Point annotations for photos
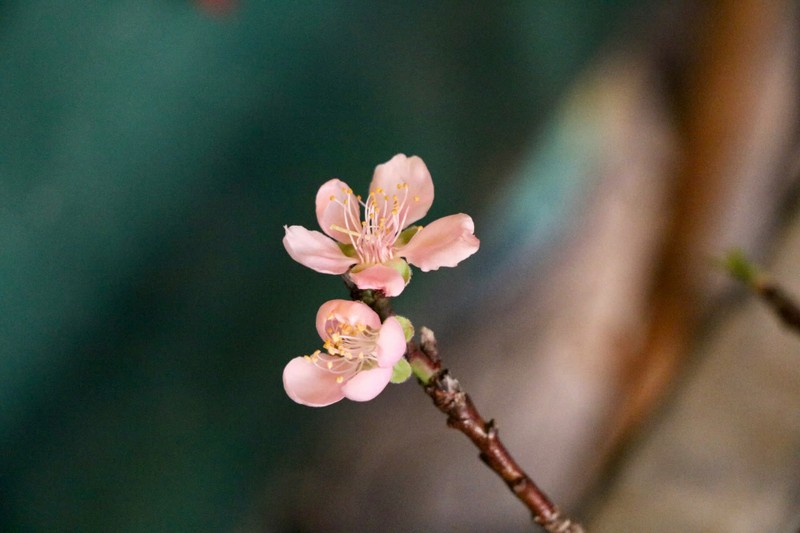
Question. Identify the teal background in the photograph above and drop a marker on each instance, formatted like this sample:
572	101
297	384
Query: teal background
150	153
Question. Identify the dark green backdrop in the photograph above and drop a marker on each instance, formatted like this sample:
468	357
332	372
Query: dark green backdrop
149	155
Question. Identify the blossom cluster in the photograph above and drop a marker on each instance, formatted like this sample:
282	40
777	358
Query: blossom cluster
360	354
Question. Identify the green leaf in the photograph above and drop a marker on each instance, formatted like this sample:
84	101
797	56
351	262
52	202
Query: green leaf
401	371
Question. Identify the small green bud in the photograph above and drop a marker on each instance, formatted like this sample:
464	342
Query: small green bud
737	265
401	371
408	327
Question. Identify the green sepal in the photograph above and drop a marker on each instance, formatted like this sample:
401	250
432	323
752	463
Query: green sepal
347	249
401	266
737	265
408	327
401	371
406	235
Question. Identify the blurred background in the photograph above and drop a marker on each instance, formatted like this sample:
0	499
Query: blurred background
151	152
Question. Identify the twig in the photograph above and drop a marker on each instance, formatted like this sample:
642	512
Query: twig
772	294
450	399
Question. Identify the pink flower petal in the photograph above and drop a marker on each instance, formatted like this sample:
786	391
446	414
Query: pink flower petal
307	384
410	170
315	250
379	277
443	242
333	213
367	384
348	312
391	343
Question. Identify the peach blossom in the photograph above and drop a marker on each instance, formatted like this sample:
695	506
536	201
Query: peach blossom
357	361
375	251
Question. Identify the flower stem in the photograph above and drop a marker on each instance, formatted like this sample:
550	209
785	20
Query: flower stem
450	399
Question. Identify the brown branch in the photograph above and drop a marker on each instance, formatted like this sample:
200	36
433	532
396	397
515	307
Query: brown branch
777	299
780	302
450	398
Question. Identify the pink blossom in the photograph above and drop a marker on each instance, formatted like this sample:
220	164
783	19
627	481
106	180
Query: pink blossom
358	357
375	251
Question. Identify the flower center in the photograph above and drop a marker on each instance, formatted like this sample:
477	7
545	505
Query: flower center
350	348
384	219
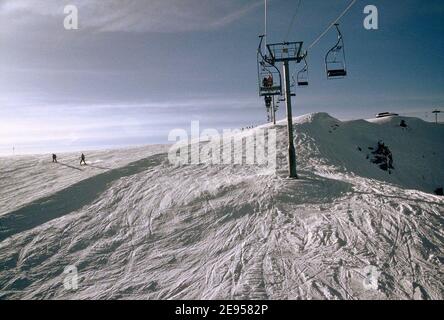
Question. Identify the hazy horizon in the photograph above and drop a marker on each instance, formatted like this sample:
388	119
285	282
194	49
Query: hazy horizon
133	72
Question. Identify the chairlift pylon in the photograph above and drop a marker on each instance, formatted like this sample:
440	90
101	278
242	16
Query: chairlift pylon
335	63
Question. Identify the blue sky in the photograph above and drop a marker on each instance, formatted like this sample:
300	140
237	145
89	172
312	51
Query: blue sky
137	69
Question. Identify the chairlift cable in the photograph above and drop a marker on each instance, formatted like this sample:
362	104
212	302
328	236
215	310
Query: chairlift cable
332	24
293	19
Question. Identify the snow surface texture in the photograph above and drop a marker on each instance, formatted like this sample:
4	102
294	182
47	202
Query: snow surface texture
136	227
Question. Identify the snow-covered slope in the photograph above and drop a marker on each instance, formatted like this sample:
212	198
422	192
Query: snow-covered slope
148	230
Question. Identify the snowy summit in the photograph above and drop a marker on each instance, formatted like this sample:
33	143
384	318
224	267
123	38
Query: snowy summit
364	221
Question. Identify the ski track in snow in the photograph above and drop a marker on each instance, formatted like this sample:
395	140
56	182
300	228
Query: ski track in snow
139	228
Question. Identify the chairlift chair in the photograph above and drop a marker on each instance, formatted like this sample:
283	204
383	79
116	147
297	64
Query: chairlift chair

[Problem]
Using the data above, print every line exactly, omitting pictures.

[Solution for this problem]
Question. Identify the teal background in the photograph above and drop a marker on each instance, formatted like this sample:
572	101
297	384
Query: teal background
150	153
Question. Identify the dark green backdrop in the photograph above and drop a marker on each instance, formatted like this sample:
468	357
332	372
Query: dark green backdrop
149	155
Question. Identify the blossom cluster in the photograph above and drop a marker on each instance, formatted like this sample:
282	40
777	358
Query: blossom cluster
360	354
Question. Identify the green leaf in the photograph above and drop a marker on each instance, formatted like this sample:
84	101
797	56
351	262
52	202
Query: green leaf
401	371
Question. Identify the small green bud in the photograph above and drop a marker on each instance, formatted like this sample:
464	342
Query: small green bud
737	265
401	371
408	327
Question. Identify the green sepal in the photograph above and drop a marker on each instance, formatted like this sample:
401	250
432	323
752	463
Query: green sepal
347	249
401	266
737	265
408	327
401	371
406	235
Question. Identify the blurred background in the photograph above and drop a marker on each instance, formatted like this sample:
0	499
Query: blurred background
151	152
Question. Identify the twig in the photograph above and drop a marker on each instance, formatted like this sample:
642	512
Query: twig
772	294
450	399
Question. Identify the pink flower petal in the photograph above and drop a marker on each instance, formatted like this sample:
786	391
446	414
Query: pink flower petal
307	384
410	170
315	250
379	277
443	242
333	213
367	384
348	312
391	343
Question. Identify the peach blossom in the photograph above and drop a marker on each instance, formatted like this sample:
695	506
536	201
Query: peach blossom
357	361
375	251
Question. Identify the flower stem in the photograph above and drop a marker on each instance, formatted like this sample:
550	209
785	20
Query: flower stem
450	399
Question. Identify the brown branch in the photograph above and drop a marker on each instance, formatted like this sample:
200	36
433	532
396	397
515	307
Query: brown branch
777	299
780	302
450	398
Question. Identify the pink blossom in the photograph above and drop a marker on each instance, formatted like this sample:
220	164
783	19
627	481
106	180
Query: pink blossom
358	357
375	251
Question. Identify the flower center in the photograph above and drop a marker on each instance, formatted like this sample:
477	7
545	505
Query: flower center
350	348
384	219
Question. Identify the hazy horizon in the photograph above and drop a marker on each instance, formatted like this sample:
388	119
285	282
194	49
Query: hazy horizon
133	72
Question. Identify the chairlift pylon in the photograph above and drop a marker on each instance, formatted like this sample:
440	90
101	278
242	16
Query: chairlift pylon
335	63
Question. Identify the blue sky in the photograph above and drop a marker on each instance, formatted like this sample:
300	140
237	145
89	172
312	51
Query: blue sky
137	69
Question. Identify the chairlift cable in the photograph above and drop a marker on each instance, formatted like this sample:
362	104
212	302
328	236
215	310
Query: chairlift cable
332	24
293	19
Question. Identify the snow surface texture in the photograph above and drop a marker on each instance, formatted like this sample:
4	102
294	182
47	202
Query: snow surface texture
136	227
Question. Identify the snow-covered slope in the photograph above and drop a marker on each instance, formatted like this sample:
212	198
422	192
Query: snow-covered slope
148	230
Question. Identify the snowy summit in the photograph above and drop a marker on each instance, formatted like this sample:
33	143
384	318
224	267
123	38
Query: snowy summit
364	221
Question. Identify the ski track in snow in the photograph above and drop a marker on each instance, formatted like this sample:
395	140
56	182
300	228
Query: ski track in snow
139	228
Question. Identify the chairlift chair in the photograph above and drop a marker on each instance, formatted like this sample:
283	204
383	79
116	147
297	64
Query: chairlift chair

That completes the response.